▶ _Task description_
Convert the records below into a JSON list of strings, with one string for each line and no blank lines. Leave the pictures out of your answer.

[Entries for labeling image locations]
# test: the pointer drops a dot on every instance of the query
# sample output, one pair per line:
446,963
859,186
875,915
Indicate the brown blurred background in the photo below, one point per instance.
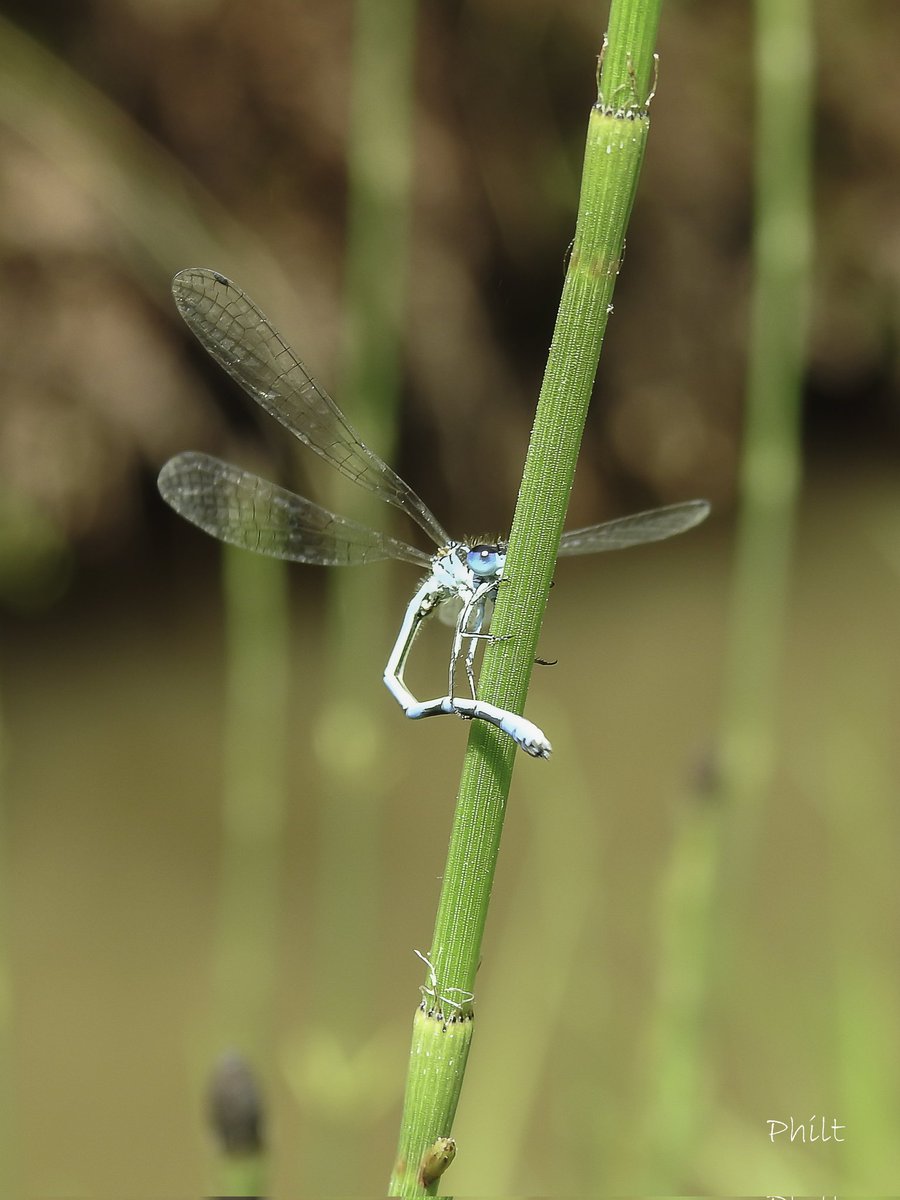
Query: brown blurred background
138,137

▶ _Full answer_
[
  "# test: the pointer drops a dot on every instance of the query",
  "# sample output, one pair per line:",
  "446,963",
  "859,186",
  "875,915",
  "Indicate the brown blurred background in the photo below, one point per instance.",
  "Query: brown blurred background",
  "138,137"
]